== What you need to do ==
When you reach the line with "Pick out the woman in" in the listing below, transcribe it and each line after it up to and including the line with "Pick out the white pillar", exactly and with nothing else.
- Opening Delimiter -
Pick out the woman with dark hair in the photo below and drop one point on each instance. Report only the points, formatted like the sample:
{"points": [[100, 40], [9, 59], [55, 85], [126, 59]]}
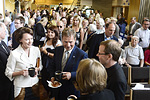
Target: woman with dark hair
{"points": [[69, 21], [20, 60], [40, 31], [147, 56], [52, 41]]}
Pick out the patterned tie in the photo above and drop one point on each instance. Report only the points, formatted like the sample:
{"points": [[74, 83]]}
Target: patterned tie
{"points": [[64, 60]]}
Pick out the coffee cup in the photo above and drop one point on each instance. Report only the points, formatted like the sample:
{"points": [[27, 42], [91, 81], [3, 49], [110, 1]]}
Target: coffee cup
{"points": [[31, 71], [58, 75]]}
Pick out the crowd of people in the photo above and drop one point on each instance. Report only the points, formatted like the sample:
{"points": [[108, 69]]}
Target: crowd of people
{"points": [[88, 50]]}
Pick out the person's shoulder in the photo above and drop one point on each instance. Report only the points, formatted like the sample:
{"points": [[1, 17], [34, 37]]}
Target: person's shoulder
{"points": [[79, 50], [107, 94], [107, 91]]}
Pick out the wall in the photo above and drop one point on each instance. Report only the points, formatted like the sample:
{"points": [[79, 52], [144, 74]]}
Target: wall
{"points": [[105, 6], [1, 7], [86, 2], [133, 9]]}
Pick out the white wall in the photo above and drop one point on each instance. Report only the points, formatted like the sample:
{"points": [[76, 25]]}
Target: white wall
{"points": [[1, 7]]}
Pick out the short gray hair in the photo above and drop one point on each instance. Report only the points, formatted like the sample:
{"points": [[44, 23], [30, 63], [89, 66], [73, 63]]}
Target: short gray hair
{"points": [[135, 37]]}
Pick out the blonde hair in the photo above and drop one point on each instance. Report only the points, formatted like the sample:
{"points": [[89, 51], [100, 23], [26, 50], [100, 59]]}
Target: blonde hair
{"points": [[91, 76], [43, 20], [78, 18]]}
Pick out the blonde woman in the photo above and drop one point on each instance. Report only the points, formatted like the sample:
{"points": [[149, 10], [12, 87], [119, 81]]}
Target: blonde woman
{"points": [[91, 81], [56, 18], [20, 60], [39, 35], [79, 31], [31, 22]]}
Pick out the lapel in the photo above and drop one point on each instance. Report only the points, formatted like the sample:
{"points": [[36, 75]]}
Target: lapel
{"points": [[71, 59], [60, 56], [24, 57]]}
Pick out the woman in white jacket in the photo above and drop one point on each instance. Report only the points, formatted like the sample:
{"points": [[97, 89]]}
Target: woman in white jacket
{"points": [[20, 59]]}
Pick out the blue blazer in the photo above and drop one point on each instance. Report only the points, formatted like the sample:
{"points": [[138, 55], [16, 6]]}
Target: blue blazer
{"points": [[76, 56]]}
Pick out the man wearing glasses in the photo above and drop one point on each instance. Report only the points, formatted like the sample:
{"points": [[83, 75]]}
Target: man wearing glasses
{"points": [[144, 34], [60, 26], [108, 54], [94, 42]]}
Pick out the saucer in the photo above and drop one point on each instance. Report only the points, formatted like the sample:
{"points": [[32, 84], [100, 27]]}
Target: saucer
{"points": [[50, 84]]}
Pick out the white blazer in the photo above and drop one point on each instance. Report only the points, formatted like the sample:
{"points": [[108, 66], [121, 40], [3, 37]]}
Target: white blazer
{"points": [[18, 61]]}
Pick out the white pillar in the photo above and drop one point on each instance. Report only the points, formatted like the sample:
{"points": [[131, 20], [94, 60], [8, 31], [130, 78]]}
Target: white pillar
{"points": [[2, 6]]}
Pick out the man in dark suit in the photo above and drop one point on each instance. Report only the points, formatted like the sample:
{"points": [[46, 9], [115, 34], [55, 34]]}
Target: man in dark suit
{"points": [[108, 54], [133, 26], [94, 41], [6, 86], [69, 67]]}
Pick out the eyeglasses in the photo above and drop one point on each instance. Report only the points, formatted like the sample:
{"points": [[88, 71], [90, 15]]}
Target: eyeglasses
{"points": [[102, 53], [59, 26]]}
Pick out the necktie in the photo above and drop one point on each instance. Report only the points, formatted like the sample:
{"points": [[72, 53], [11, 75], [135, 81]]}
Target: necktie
{"points": [[64, 60]]}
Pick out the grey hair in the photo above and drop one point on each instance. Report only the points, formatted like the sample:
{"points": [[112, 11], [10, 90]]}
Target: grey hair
{"points": [[92, 28]]}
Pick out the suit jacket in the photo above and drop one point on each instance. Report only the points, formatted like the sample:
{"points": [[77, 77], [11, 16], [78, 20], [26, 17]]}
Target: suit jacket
{"points": [[93, 44], [116, 81], [136, 26], [18, 61], [6, 86], [101, 95], [76, 55], [39, 32]]}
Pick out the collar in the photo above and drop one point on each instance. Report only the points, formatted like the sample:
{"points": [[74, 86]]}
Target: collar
{"points": [[68, 51]]}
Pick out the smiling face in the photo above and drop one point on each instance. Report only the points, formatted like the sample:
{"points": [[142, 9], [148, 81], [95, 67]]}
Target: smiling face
{"points": [[26, 41], [68, 42], [75, 22], [18, 24], [103, 58], [50, 34], [109, 31]]}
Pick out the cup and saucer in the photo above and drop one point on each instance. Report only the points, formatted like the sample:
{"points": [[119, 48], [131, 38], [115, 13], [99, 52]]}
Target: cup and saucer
{"points": [[55, 82]]}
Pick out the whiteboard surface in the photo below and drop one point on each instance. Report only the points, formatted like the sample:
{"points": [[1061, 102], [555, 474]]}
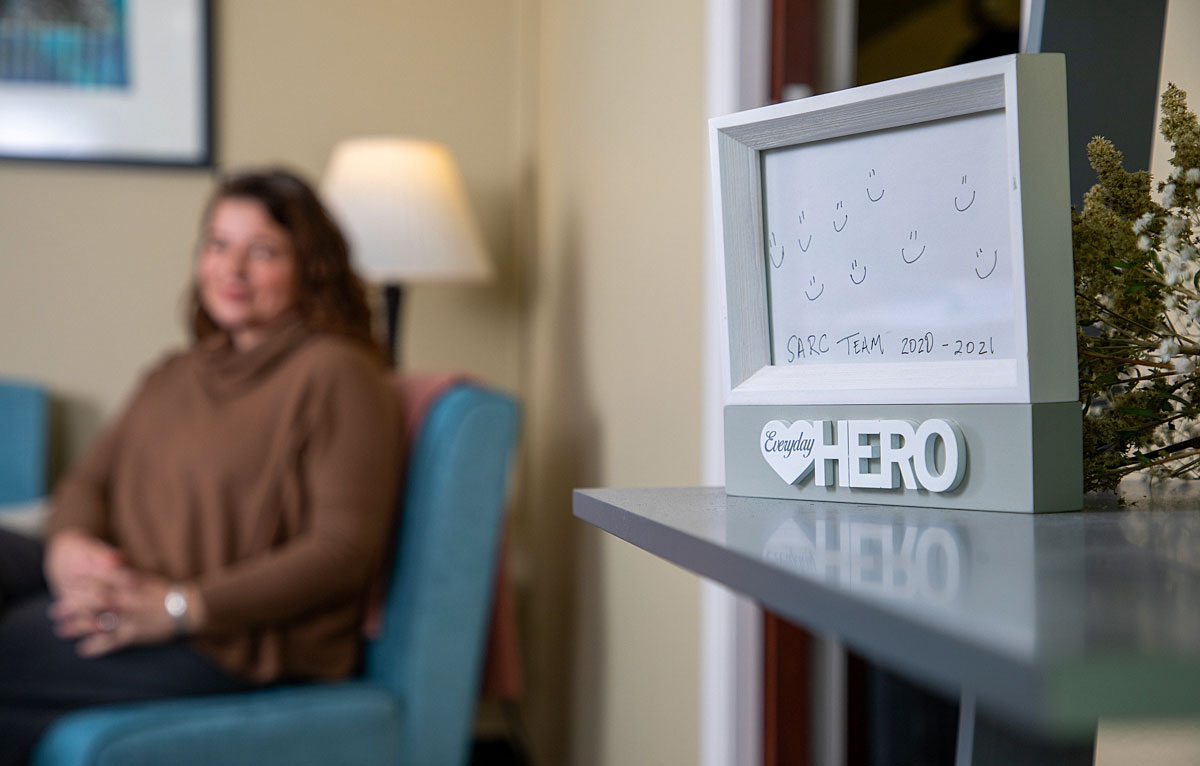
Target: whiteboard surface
{"points": [[892, 246]]}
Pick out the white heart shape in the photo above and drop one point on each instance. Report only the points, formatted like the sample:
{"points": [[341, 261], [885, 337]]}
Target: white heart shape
{"points": [[789, 448]]}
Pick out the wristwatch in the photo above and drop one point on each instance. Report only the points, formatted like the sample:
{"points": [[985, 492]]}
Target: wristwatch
{"points": [[177, 608]]}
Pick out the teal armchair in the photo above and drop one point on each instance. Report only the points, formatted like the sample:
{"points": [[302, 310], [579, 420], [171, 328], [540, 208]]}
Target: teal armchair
{"points": [[414, 702], [24, 430]]}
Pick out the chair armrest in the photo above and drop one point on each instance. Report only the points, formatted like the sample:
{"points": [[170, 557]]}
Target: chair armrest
{"points": [[319, 724]]}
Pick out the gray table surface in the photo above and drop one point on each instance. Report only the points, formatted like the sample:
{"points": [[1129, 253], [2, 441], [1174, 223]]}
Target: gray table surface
{"points": [[1049, 621]]}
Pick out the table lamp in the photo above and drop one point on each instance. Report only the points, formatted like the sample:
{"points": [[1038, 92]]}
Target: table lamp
{"points": [[402, 207]]}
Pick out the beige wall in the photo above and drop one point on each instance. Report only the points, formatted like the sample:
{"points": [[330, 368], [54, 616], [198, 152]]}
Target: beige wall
{"points": [[616, 329], [579, 127]]}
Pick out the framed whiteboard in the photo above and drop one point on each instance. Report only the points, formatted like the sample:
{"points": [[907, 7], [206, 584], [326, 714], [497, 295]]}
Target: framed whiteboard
{"points": [[901, 243]]}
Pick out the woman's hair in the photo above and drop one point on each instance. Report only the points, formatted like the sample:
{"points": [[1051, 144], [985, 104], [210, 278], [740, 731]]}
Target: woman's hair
{"points": [[329, 294]]}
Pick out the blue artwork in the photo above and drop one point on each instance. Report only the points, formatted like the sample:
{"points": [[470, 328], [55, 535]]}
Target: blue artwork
{"points": [[76, 43]]}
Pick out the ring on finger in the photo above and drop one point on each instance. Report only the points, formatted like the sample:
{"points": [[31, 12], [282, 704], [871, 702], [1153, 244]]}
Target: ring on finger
{"points": [[107, 622]]}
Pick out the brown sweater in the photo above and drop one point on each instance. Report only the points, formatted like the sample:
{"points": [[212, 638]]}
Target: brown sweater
{"points": [[264, 477]]}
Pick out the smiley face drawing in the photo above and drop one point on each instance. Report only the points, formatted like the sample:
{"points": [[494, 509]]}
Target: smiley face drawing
{"points": [[845, 217], [775, 252], [804, 243], [981, 257], [813, 285], [869, 195], [961, 207], [853, 267], [909, 257]]}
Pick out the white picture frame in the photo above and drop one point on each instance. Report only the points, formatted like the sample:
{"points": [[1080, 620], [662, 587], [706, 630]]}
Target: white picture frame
{"points": [[1029, 94]]}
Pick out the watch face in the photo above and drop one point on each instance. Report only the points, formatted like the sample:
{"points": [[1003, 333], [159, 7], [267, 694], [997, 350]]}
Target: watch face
{"points": [[175, 604]]}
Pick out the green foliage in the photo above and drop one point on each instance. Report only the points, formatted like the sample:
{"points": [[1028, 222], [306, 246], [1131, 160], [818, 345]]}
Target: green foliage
{"points": [[1138, 306]]}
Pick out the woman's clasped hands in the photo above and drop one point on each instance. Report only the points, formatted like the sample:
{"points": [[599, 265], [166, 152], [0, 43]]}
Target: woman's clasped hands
{"points": [[100, 600]]}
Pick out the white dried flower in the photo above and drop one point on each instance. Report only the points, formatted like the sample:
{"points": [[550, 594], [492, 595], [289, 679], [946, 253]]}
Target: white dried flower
{"points": [[1143, 221], [1168, 348]]}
- Closing Delimiter -
== Answer to this task ==
Pick out the woman in white jacket in the photo above and drop one point on each instance. Report only the points, formatted like the sample:
{"points": [[97, 89]]}
Target: woman in white jacket
{"points": [[20, 59]]}
Pick out the blue blazer in the photo above and drop one point on each instance. Report only the points, formatted like the sample:
{"points": [[138, 55], [16, 6]]}
Target: blue blazer
{"points": [[76, 56]]}
Pick out the man wearing glasses in the photo above and drop one point on each instance. Report only the points, formatted like the sample:
{"points": [[83, 75]]}
Target: man wearing glasses
{"points": [[144, 34], [60, 26], [108, 54], [94, 42]]}
Pick out the saucer in the photo above and drop one point on each instance. Report only the points, formatted like the sample:
{"points": [[32, 84], [100, 27]]}
Target: saucer
{"points": [[50, 84]]}
Pick out the white blazer in the photo above and drop one point on each instance. Report only the points, formatted like the sample:
{"points": [[108, 66], [121, 40], [3, 37]]}
Target: white blazer
{"points": [[18, 61]]}
Pick out the white pillar in the photo above and drop one point on each instance. Report only the points, formatted like the sample:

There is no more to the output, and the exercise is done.